## SELECTED EXTRACT
....

David Lepper, the Labour and Cooperative MP for Brighton Pavilion, is highlighting the disease's danger with an exhibition in the Houses of Parliament this week.
There are nine million new cases of the disease around the world every year, resulting in the deaths of over two million people, and numbers have been on the rise since 1987.
TB had been eradicated in the UK but it is now making a comeback, leading Mr Lepper to seek greater attention for the disease among ordinary Britons and parliamentarians.
"My concern is that we all know about the dangers of HIV/Aids and the importance of dealing with it" Mr Lepper told politics.co.uk.
"I'm glad that there is the Global Fund to fight Aids, TB and Malaria which sees all three of them as needing attention, but I do think some of the discussion tends to forget about TB sometimes.
"This may partly be because, until quite recently, TB was history in our own country."
Mr Lepper, whose constituency is a base for campaign groups Target Tuberculosis and TB Alert, called on the government to maintain its current high levels of commitment to TB on the issues.
He claimed the government is one of the largest international funders for anti-TB initiatives but added more could be done to press the issue.
"There are always questions about providing more funding, more support
that will always be the case."
Mr Lepper's exhibition is on show in the House of Commons' upper waiting hall until Friday.

....

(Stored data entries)
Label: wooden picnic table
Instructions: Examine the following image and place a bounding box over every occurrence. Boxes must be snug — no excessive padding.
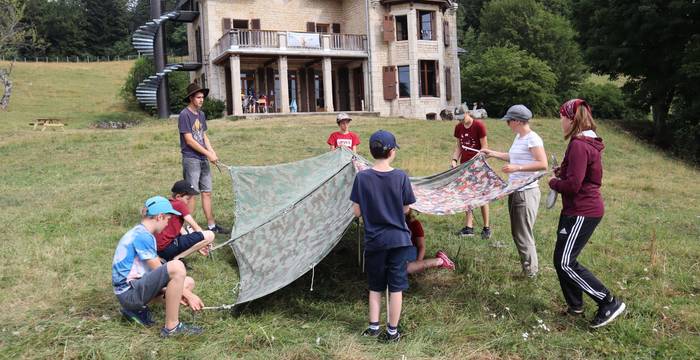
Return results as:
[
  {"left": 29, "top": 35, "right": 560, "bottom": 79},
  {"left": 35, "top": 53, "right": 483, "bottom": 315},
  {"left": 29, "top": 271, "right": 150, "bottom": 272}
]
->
[{"left": 29, "top": 118, "right": 67, "bottom": 131}]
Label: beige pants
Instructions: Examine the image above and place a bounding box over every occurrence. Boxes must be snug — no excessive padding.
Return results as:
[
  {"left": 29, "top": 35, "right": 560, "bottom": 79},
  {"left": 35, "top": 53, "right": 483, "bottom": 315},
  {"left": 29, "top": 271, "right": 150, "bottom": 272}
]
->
[{"left": 508, "top": 187, "right": 540, "bottom": 275}]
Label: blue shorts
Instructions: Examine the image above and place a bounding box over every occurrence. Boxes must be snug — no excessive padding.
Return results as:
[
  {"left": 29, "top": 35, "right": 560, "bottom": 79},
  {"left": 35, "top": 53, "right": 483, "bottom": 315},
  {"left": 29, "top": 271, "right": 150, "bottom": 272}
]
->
[
  {"left": 365, "top": 246, "right": 415, "bottom": 292},
  {"left": 158, "top": 231, "right": 204, "bottom": 261}
]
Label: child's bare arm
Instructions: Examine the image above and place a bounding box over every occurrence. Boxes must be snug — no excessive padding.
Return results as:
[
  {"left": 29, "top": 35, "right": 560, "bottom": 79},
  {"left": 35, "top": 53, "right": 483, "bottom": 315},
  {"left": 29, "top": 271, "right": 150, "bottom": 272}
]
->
[{"left": 185, "top": 215, "right": 202, "bottom": 232}]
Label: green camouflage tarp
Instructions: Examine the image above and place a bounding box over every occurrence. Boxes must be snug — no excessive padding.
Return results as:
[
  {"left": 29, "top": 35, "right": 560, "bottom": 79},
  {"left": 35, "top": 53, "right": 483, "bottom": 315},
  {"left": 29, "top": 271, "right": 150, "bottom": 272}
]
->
[{"left": 221, "top": 148, "right": 542, "bottom": 304}]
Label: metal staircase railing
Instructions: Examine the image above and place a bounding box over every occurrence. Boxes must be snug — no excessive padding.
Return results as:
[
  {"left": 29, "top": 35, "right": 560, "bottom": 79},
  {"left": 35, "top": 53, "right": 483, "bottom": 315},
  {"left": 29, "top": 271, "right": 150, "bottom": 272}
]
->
[{"left": 131, "top": 1, "right": 202, "bottom": 108}]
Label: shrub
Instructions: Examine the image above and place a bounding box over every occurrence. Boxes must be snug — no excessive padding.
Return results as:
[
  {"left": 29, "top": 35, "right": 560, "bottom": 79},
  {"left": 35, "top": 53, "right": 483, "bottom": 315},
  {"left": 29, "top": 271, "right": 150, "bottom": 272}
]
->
[
  {"left": 202, "top": 97, "right": 226, "bottom": 119},
  {"left": 462, "top": 46, "right": 557, "bottom": 116},
  {"left": 578, "top": 81, "right": 626, "bottom": 119}
]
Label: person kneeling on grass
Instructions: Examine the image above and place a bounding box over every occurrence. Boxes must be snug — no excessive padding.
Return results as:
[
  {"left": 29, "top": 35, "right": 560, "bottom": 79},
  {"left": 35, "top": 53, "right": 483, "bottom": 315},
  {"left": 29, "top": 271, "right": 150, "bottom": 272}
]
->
[
  {"left": 156, "top": 180, "right": 214, "bottom": 261},
  {"left": 406, "top": 210, "right": 455, "bottom": 274},
  {"left": 112, "top": 196, "right": 204, "bottom": 337}
]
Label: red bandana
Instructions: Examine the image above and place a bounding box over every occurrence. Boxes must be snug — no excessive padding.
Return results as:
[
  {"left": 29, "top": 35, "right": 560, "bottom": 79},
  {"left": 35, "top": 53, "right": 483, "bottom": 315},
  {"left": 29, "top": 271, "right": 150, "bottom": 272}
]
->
[{"left": 559, "top": 99, "right": 591, "bottom": 120}]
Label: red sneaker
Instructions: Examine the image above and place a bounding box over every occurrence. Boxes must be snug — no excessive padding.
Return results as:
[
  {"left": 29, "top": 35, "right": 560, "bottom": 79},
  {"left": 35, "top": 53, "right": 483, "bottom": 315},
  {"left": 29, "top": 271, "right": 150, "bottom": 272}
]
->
[{"left": 435, "top": 250, "right": 455, "bottom": 270}]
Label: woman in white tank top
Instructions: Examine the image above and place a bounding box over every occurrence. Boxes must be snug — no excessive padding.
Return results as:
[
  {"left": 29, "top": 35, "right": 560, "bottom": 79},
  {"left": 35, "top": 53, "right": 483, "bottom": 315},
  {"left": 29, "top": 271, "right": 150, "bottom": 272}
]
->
[{"left": 481, "top": 105, "right": 547, "bottom": 278}]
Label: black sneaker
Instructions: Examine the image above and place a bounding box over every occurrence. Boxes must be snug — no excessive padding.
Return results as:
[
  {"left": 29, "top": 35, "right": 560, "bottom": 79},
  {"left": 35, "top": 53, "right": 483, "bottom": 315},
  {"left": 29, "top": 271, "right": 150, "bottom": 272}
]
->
[
  {"left": 457, "top": 226, "right": 474, "bottom": 236},
  {"left": 362, "top": 328, "right": 382, "bottom": 337},
  {"left": 378, "top": 330, "right": 401, "bottom": 343},
  {"left": 121, "top": 307, "right": 156, "bottom": 326},
  {"left": 160, "top": 322, "right": 204, "bottom": 338},
  {"left": 209, "top": 224, "right": 231, "bottom": 234},
  {"left": 564, "top": 306, "right": 584, "bottom": 316},
  {"left": 591, "top": 298, "right": 627, "bottom": 329}
]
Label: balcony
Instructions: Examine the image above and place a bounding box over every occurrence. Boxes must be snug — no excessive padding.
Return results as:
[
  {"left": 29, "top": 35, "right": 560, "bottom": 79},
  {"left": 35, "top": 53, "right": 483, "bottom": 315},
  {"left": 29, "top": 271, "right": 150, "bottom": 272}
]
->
[{"left": 214, "top": 29, "right": 367, "bottom": 62}]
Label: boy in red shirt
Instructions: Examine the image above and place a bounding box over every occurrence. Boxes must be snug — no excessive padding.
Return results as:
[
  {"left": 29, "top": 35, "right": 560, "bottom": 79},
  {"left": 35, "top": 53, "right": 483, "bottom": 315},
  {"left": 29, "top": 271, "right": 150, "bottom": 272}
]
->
[
  {"left": 406, "top": 210, "right": 455, "bottom": 274},
  {"left": 452, "top": 110, "right": 491, "bottom": 239},
  {"left": 156, "top": 180, "right": 214, "bottom": 261},
  {"left": 326, "top": 113, "right": 360, "bottom": 152}
]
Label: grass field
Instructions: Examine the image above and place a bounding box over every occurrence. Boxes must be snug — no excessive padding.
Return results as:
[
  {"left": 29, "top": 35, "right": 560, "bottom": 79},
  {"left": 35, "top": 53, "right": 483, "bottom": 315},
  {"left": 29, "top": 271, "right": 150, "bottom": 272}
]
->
[{"left": 0, "top": 63, "right": 700, "bottom": 359}]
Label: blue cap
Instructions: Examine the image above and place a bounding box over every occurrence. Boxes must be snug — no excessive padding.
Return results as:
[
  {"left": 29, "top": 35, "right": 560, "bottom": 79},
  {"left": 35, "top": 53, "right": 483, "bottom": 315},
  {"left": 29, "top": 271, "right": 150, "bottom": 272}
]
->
[
  {"left": 369, "top": 130, "right": 400, "bottom": 150},
  {"left": 143, "top": 196, "right": 182, "bottom": 216},
  {"left": 501, "top": 105, "right": 532, "bottom": 121}
]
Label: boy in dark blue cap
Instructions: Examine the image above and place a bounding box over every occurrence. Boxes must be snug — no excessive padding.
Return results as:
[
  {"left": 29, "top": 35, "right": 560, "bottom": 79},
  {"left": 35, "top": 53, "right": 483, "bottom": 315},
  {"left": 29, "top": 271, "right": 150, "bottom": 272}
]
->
[
  {"left": 350, "top": 130, "right": 416, "bottom": 342},
  {"left": 112, "top": 196, "right": 204, "bottom": 337}
]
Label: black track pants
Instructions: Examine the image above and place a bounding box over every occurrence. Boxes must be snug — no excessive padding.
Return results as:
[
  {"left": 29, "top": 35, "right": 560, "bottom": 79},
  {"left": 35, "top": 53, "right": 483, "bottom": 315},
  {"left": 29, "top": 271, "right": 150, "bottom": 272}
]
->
[{"left": 554, "top": 215, "right": 610, "bottom": 308}]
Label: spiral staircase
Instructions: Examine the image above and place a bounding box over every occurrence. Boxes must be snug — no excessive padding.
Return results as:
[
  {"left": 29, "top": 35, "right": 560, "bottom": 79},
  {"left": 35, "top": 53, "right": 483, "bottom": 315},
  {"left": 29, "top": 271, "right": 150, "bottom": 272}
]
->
[{"left": 131, "top": 0, "right": 202, "bottom": 108}]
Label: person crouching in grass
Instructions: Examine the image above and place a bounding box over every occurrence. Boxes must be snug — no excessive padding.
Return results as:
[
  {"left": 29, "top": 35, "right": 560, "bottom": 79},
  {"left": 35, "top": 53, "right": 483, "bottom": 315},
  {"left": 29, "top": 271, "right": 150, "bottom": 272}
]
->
[
  {"left": 156, "top": 180, "right": 214, "bottom": 261},
  {"left": 112, "top": 196, "right": 204, "bottom": 337},
  {"left": 350, "top": 130, "right": 416, "bottom": 342}
]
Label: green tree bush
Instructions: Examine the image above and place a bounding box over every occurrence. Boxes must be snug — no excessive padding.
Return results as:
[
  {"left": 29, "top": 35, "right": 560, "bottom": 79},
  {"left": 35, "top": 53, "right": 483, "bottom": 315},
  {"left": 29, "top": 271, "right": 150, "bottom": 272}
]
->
[
  {"left": 462, "top": 46, "right": 557, "bottom": 116},
  {"left": 578, "top": 81, "right": 626, "bottom": 119},
  {"left": 480, "top": 0, "right": 588, "bottom": 98}
]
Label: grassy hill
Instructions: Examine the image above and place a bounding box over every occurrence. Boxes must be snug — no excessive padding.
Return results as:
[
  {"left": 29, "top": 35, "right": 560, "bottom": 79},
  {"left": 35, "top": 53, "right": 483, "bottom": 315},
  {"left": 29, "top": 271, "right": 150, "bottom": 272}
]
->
[{"left": 0, "top": 63, "right": 700, "bottom": 359}]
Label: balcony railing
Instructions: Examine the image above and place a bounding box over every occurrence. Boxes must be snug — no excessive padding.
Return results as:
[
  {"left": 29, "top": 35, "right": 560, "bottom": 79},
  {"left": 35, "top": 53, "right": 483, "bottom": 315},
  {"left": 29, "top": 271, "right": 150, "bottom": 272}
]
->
[{"left": 218, "top": 29, "right": 367, "bottom": 58}]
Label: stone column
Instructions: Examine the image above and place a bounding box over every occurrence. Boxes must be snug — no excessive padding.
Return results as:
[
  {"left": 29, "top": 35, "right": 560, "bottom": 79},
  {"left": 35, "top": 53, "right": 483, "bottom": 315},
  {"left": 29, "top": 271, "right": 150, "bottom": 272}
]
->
[
  {"left": 348, "top": 67, "right": 357, "bottom": 111},
  {"left": 277, "top": 56, "right": 289, "bottom": 114},
  {"left": 228, "top": 55, "right": 243, "bottom": 115},
  {"left": 323, "top": 57, "right": 335, "bottom": 112}
]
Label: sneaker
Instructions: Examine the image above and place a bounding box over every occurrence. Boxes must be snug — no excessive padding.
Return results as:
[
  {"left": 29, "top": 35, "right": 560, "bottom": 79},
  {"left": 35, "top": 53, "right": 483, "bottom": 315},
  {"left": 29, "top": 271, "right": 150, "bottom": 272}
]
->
[
  {"left": 591, "top": 298, "right": 627, "bottom": 329},
  {"left": 378, "top": 330, "right": 401, "bottom": 343},
  {"left": 564, "top": 306, "right": 583, "bottom": 316},
  {"left": 160, "top": 322, "right": 204, "bottom": 338},
  {"left": 121, "top": 307, "right": 156, "bottom": 326},
  {"left": 209, "top": 224, "right": 231, "bottom": 234},
  {"left": 457, "top": 226, "right": 474, "bottom": 236},
  {"left": 362, "top": 328, "right": 382, "bottom": 337},
  {"left": 435, "top": 250, "right": 455, "bottom": 270}
]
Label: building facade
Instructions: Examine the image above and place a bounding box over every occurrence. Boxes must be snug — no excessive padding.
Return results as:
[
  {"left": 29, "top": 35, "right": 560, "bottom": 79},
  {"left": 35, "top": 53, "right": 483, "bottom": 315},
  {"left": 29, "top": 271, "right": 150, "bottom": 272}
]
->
[{"left": 187, "top": 0, "right": 461, "bottom": 118}]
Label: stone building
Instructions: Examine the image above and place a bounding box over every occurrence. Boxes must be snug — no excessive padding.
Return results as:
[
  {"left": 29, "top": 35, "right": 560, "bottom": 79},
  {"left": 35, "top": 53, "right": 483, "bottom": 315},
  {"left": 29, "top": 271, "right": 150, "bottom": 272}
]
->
[{"left": 183, "top": 0, "right": 460, "bottom": 118}]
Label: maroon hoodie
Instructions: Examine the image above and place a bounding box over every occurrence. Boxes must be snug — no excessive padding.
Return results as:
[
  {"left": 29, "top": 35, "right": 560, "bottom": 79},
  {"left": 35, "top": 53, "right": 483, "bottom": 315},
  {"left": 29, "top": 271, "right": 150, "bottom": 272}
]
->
[{"left": 549, "top": 131, "right": 605, "bottom": 217}]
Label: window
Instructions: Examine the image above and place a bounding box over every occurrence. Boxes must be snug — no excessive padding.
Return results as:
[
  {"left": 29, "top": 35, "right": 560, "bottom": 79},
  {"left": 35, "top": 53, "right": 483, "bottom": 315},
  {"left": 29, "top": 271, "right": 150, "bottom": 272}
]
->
[
  {"left": 418, "top": 10, "right": 435, "bottom": 40},
  {"left": 316, "top": 24, "right": 331, "bottom": 33},
  {"left": 399, "top": 65, "right": 411, "bottom": 98},
  {"left": 418, "top": 60, "right": 437, "bottom": 97},
  {"left": 233, "top": 19, "right": 248, "bottom": 29},
  {"left": 394, "top": 15, "right": 408, "bottom": 41}
]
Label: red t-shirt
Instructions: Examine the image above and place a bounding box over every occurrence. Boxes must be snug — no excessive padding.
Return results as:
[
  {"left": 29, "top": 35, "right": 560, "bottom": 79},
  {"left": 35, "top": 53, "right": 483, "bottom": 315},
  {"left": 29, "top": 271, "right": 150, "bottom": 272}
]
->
[
  {"left": 156, "top": 199, "right": 190, "bottom": 251},
  {"left": 406, "top": 219, "right": 425, "bottom": 246},
  {"left": 326, "top": 131, "right": 360, "bottom": 150},
  {"left": 454, "top": 119, "right": 486, "bottom": 164}
]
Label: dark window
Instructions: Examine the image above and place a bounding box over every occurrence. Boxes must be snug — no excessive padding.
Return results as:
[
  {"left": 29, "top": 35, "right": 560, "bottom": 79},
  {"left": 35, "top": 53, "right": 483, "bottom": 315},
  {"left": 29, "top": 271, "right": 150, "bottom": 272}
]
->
[
  {"left": 418, "top": 60, "right": 437, "bottom": 97},
  {"left": 395, "top": 15, "right": 408, "bottom": 41},
  {"left": 418, "top": 11, "right": 435, "bottom": 40},
  {"left": 399, "top": 65, "right": 411, "bottom": 97},
  {"left": 233, "top": 19, "right": 248, "bottom": 29},
  {"left": 316, "top": 24, "right": 331, "bottom": 33}
]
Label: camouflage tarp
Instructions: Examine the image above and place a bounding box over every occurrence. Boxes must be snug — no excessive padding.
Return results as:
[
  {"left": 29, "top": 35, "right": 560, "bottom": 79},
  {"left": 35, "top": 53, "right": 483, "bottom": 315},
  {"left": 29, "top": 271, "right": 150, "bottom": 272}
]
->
[{"left": 228, "top": 149, "right": 542, "bottom": 304}]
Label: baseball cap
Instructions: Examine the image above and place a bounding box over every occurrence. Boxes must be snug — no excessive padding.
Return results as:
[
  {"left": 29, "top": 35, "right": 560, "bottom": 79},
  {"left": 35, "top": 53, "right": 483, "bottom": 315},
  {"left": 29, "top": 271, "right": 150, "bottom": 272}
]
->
[
  {"left": 143, "top": 196, "right": 182, "bottom": 216},
  {"left": 335, "top": 113, "right": 352, "bottom": 123},
  {"left": 369, "top": 130, "right": 400, "bottom": 150},
  {"left": 171, "top": 180, "right": 199, "bottom": 195},
  {"left": 501, "top": 104, "right": 532, "bottom": 121}
]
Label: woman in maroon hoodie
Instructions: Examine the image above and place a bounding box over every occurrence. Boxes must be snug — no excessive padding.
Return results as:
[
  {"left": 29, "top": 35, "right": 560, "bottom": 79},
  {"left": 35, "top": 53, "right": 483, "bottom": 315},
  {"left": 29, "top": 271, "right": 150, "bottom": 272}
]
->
[{"left": 549, "top": 99, "right": 625, "bottom": 328}]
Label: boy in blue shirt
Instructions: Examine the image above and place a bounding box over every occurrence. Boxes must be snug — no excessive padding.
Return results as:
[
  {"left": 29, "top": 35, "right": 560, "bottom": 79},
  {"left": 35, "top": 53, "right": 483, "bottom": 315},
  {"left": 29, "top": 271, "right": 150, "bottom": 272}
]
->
[
  {"left": 350, "top": 130, "right": 416, "bottom": 342},
  {"left": 112, "top": 196, "right": 204, "bottom": 337}
]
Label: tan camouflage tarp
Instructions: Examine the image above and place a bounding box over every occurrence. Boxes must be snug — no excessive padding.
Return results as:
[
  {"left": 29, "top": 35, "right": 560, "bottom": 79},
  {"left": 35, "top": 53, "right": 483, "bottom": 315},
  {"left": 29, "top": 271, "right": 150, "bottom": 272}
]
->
[{"left": 224, "top": 148, "right": 543, "bottom": 304}]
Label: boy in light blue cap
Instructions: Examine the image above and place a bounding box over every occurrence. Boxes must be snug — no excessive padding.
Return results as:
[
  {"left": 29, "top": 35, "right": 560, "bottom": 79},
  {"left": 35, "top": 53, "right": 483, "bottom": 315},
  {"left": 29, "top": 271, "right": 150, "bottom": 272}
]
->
[{"left": 112, "top": 196, "right": 204, "bottom": 337}]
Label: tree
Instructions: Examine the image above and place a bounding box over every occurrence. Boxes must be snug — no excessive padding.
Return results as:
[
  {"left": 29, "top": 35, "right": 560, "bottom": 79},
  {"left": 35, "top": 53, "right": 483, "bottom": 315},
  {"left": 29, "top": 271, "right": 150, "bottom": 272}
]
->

....

## WORK TASK 1
Decide whether each statement agrees with the tuberculosis article. Answer yes or no, and quote the words from the article that settle it.
(a) Nine million new cases of the disease occur worldwide each year.
(b) The exhibition is on show in the House of Lords.
(c) Mr Lepper claimed the government is one of the largest international funders of anti-TB initiatives.
## WORK TASK 2
Rewrite the paragraph of the tuberculosis article that begins "Mr Lepper, whose constituency" as a short list of its main facts.

## WRITTEN REPLY 1
(a) Yes: "There are nine million new cases of the disease around the world every year"
(b) No: "on show in the House of Commons' upper waiting hall"
(c) Yes: "He claimed the government is one of the largest international funders for anti-TB initiatives"

## WRITTEN REPLY 2
- Mr Lepper's constituency is a base for the campaign groups Target Tuberculosis and TB Alert.
- He called on the government to keep its current high levels of commitment to TB.